> _WHAT TO DO_
a: From the article on Sodexo's NACUFS honors, list every local business named as a partner at the JASPA Institute event.
b: Pick up the article on Sodexo's NACUFS honors after its final sentence and continue writing it.

> _PASSAGE TO READ_
──────

Schools
Sodexo’s Campus Dining Programs Across Louisiana and Mississippi Earn Multiple NACUFS Honors
Loyola, East Mississippi CC, and Jones College received national honors for culinary creativity and student engagement.

NEW ORLEANS, LA — Sodexo’s campus dining programs at campuses across Louisiana and Mississippi earned major recognition at this year’s NACUFS awards, bringing home one GOLD and two SILVER honors for programs centered on culinary creativity, immersive guest experiences, and hands-on student development.
The award-winning entries came from Loyola University New Orleans, East Mississippi Community College, and Jones College, reflecting the Sodexo Louisiana & Mississippi District’s commitment to innovation and student engagement under the leadership of District Manager Phoebe Cook.
Loyola University New Orleans Wins GOLD for JASPA Institute 2025
Loyola University New Orleans earned GOLD in the Catering Special Event of the Year category for its execution of the 2025 JASPA Five-Year Institute, a five-day immersive culinary and cultural experience that welcomed more than 400 student affairs professionals from Jesuit institutions nationwide.
The achievement came with a significant operational challenge. Loyola’s campus dining facilities were under renovation, leaving the Sodexo team without access to an on-campus kitchen. Food preparation was handled off-site through a shared kitchen partnership with the Academy of the Sacred Heart, requiring detailed coordination between culinary, catering, and marketing teams.
Menus celebrated Louisiana cuisine with dishes including crawfish étouffée, shrimp creole, chicken andouille gumbo, alligator sauce piquant, BBQ Gulf shrimp with smoked gouda grit cakes, and interactive stations featuring yakamein, waffles, and French crepes.
The event transformed Loyola’s Sports Complex into a New Orleans festival-inspired environment complete with second line processions, live zydeco and jazz music, themed décor, and partnerships with iconic local businesses including Acme Oyster House, Hansen’s Sno-Bliz, Roman Candy, and Café du Monde.
“This was ambitious, and it required constant coordination, but our team never backed down,” said Chef Christopher Hustad, Executive Chef of Loyola Dining.

East Mississippi Community College Receives SILVER for “Learning Beyond the Lab”
East Mississippi Community College received SILVER in the Outreach & Education Program of the Year category for “Learning Beyond the Lab,” a partnership between EMCC Dining and the college’s Lion Hills Center that places culinary students directly into live dining operations.
Since 2022, the initiative has allowed students to move beyond classroom instruction and gain hands-on experience managing timing, communication, forecasting, and guest interaction during active meal service.
One of the program’s featured events, “Now Boarding: Destination Delizioso,” turned the dining hall into a large-scale culinary workshop where students managed menu planning, recipe scaling, station operations, and execution across multiple service areas.

──────

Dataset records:
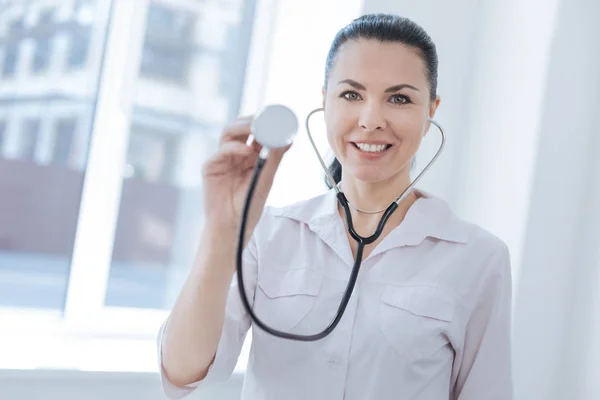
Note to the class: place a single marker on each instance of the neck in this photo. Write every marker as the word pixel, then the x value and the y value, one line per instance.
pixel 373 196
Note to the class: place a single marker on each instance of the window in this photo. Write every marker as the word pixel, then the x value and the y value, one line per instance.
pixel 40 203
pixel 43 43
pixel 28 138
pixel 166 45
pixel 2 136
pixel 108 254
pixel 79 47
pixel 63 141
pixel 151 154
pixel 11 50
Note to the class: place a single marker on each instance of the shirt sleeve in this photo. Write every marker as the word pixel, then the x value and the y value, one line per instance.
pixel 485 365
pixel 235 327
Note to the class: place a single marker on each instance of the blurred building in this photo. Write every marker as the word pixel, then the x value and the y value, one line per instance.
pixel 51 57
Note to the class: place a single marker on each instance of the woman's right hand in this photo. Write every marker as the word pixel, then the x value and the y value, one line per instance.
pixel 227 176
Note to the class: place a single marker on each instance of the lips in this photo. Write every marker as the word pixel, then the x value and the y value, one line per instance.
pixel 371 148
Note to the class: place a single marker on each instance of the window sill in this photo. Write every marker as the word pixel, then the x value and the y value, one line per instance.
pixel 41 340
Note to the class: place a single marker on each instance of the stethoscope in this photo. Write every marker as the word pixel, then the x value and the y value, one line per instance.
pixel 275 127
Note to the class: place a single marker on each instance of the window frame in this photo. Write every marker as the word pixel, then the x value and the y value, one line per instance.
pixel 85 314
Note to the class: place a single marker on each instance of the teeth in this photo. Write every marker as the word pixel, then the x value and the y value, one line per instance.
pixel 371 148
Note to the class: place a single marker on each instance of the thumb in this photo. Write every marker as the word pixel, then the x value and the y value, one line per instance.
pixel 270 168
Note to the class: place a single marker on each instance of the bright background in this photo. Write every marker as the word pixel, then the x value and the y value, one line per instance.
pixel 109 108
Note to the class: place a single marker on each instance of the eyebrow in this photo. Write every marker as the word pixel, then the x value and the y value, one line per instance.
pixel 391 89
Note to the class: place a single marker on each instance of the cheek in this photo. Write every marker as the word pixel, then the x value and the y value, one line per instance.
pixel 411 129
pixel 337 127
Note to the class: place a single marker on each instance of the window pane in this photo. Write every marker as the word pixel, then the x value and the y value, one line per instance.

──────

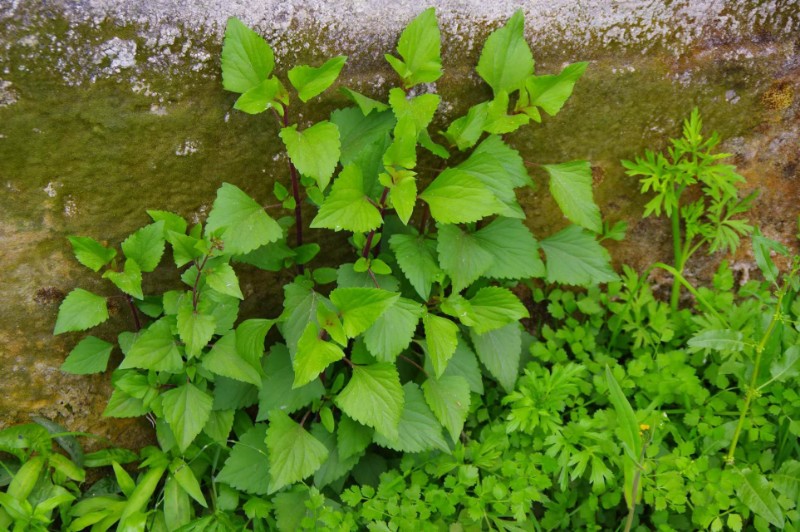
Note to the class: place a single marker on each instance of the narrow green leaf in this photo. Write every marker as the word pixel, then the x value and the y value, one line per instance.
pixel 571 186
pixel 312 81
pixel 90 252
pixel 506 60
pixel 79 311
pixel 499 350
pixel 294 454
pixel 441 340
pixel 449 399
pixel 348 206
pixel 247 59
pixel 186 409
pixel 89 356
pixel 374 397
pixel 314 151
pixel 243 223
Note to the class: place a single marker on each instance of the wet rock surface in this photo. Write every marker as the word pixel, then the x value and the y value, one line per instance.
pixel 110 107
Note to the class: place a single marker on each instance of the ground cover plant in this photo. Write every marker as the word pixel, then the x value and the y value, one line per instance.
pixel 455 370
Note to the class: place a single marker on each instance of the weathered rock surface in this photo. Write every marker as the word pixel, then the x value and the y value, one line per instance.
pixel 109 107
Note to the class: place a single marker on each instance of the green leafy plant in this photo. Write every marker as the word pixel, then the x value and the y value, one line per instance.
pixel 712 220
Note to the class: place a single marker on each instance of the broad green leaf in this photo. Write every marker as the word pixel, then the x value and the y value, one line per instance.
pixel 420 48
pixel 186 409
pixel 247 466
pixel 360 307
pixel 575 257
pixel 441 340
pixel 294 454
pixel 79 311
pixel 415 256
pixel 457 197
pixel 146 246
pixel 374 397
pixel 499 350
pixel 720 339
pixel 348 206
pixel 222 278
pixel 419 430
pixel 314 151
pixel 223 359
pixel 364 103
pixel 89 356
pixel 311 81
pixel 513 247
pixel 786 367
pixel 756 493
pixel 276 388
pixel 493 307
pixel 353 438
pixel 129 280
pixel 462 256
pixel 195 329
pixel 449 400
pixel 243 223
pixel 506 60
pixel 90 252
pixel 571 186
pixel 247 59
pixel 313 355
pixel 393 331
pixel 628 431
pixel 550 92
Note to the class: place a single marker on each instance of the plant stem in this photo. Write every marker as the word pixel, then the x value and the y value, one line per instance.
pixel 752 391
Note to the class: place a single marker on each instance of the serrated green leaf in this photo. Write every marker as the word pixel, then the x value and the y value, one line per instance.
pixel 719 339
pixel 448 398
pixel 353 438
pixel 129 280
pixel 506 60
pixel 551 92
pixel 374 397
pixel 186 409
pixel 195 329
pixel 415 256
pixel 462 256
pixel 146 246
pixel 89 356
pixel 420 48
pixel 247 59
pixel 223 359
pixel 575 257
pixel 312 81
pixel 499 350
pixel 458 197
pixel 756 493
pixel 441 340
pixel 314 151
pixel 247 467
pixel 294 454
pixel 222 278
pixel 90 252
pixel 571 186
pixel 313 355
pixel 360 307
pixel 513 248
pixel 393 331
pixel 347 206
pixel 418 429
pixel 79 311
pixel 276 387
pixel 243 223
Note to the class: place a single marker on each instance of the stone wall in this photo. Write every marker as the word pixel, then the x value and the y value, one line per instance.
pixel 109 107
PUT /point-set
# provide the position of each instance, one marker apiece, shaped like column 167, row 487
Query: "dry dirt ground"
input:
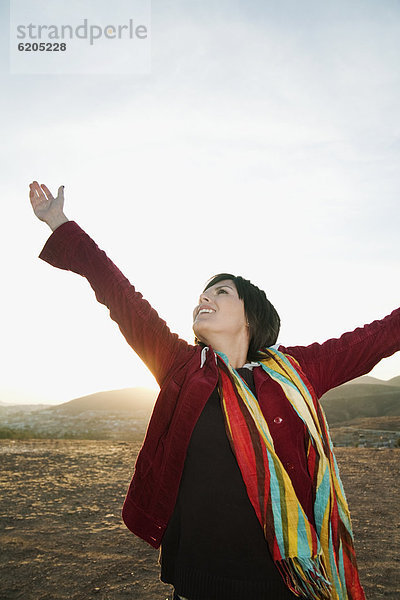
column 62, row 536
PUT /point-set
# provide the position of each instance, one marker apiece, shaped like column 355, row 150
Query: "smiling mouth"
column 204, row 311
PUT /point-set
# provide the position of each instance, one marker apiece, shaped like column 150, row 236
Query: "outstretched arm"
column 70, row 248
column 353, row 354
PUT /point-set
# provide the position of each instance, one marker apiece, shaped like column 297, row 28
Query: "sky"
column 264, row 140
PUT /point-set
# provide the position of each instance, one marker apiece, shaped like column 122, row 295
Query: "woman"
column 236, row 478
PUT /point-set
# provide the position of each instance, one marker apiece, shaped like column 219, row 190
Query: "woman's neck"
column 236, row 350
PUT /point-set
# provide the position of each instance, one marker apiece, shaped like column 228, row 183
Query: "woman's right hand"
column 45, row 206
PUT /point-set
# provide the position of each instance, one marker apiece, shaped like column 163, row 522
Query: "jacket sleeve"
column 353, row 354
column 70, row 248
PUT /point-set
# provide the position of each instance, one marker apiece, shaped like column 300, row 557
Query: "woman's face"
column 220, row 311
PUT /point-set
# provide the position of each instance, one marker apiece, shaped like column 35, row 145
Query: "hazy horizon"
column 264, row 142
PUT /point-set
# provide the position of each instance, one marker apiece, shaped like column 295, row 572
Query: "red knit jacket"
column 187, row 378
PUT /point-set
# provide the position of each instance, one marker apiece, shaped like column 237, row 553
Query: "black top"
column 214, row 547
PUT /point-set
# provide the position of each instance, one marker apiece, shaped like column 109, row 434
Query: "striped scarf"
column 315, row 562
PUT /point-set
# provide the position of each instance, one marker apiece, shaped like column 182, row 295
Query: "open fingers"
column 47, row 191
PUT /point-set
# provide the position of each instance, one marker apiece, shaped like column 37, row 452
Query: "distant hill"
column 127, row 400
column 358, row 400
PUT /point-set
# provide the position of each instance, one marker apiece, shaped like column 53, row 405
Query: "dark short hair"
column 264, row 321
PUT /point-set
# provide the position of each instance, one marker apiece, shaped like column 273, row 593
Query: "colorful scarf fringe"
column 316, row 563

──────

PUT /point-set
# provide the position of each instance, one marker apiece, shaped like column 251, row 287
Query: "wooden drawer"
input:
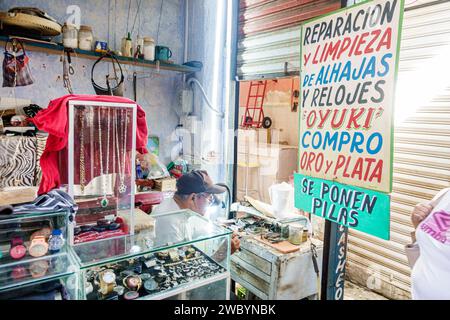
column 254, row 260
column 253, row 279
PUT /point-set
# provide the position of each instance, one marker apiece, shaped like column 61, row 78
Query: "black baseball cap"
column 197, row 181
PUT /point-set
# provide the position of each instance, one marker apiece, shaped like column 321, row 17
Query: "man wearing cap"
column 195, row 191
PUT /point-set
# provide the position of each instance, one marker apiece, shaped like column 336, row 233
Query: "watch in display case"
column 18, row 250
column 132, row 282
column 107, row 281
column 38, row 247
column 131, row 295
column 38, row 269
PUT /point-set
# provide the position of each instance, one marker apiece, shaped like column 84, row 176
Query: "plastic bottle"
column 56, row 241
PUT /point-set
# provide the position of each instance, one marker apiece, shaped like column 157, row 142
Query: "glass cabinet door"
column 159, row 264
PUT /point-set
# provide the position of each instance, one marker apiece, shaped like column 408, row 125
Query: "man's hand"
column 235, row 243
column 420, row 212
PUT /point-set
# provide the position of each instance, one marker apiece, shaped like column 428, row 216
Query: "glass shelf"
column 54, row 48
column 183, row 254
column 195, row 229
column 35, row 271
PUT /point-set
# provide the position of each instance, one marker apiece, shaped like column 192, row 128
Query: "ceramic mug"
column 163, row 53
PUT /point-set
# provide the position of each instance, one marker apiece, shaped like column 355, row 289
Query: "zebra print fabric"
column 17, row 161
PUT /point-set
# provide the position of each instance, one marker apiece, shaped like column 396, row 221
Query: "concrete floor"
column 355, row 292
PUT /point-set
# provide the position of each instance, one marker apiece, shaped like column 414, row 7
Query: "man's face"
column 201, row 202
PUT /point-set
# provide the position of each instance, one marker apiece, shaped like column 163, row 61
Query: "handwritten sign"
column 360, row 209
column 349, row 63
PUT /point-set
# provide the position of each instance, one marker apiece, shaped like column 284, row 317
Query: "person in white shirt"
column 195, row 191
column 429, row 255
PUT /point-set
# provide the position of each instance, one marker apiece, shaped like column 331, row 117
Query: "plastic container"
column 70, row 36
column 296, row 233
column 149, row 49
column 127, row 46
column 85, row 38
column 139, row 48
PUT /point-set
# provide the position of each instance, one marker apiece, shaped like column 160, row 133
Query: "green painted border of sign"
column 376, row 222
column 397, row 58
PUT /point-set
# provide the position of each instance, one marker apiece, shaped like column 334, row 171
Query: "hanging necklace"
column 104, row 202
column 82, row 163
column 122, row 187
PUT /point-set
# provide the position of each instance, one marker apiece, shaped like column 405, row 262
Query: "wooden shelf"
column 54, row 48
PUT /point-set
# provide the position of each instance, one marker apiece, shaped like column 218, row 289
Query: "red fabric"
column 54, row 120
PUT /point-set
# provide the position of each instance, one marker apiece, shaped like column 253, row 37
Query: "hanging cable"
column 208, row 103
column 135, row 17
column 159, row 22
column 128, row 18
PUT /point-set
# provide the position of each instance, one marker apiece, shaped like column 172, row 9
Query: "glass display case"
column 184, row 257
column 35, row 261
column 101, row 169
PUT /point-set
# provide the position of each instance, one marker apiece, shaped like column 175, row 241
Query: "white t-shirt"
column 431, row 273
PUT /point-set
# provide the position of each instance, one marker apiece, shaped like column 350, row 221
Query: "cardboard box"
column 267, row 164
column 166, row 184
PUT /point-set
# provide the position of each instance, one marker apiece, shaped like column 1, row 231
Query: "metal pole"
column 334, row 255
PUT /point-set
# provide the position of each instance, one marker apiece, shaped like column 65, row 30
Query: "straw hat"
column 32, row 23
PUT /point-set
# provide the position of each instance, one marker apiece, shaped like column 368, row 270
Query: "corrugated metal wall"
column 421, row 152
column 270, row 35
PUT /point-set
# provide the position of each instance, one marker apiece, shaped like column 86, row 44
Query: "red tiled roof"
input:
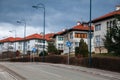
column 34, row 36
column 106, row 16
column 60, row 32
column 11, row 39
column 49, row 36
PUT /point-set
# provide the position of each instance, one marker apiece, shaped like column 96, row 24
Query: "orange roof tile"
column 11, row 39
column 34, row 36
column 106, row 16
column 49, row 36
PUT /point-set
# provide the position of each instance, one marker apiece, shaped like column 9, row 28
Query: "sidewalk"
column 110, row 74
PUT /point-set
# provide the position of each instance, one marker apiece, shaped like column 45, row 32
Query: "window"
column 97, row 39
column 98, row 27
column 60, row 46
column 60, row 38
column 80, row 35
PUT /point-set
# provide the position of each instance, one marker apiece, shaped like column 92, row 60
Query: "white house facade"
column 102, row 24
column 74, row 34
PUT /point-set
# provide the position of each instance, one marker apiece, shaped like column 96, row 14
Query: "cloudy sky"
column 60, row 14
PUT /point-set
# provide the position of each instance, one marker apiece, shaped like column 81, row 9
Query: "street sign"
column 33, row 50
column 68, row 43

──────

> _RESPONSES BY TASK_
a: Acme Oyster House, Hansen's Sno-Bliz, Roman Candy, Café du Monde

b:
The initiative also generated strong campus engagement. During Destination Delizioso, social media shares and reactions increased by 20%, while overall engagement climbed 103%.
The program’s long-term impact is reflected in Executive Chef Jeremy Dixon, who began as a student worker in 2014 before rising through the ranks and becoming EMCC Executive Chef in December 2025.

Jones College Earns SILVER for Resident Special Event of the Year
Jones College captured SILVER in the Innovative Dining Program of the Year category for “Trending Tuesdays,” a weekly activation inspired by viral food trends and shaped by student feedback.
Created by Executive Chef Chia “Andy” Wu and the Jones College dining team, the series transformed the Exhibition Station into a showcase for internet-inspired dishes including baked feta pasta, Flamin’ Hot Cheeto boudin balls, fried chicken “lollipops,” and Little Mac sliders.
The program emphasized interaction and customization, with self-serve garnish stations and direct engagement between dining staff and students to gather feedback and encourage participation.
Dining leadership connected the initiative to a “We Heard You” campaign that reinforced how student feedback was directly shaping campus dining experiences. Promotion included social media campaigns, newsletters, digital signage, and collaboration with Jones College Student Affairs.
The campaign produced measurable results, including a 44% increase in online engagement, an 80% increase in impressions, and a 13% increase in Tuesday guest counts during the series.
Together, the three honors reflect a regional emphasis on creativity, operational excellence, and student-centered programming, while demonstrating how campus dining can strengthen engagement, support career development, and create memorable experiences across higher education communities.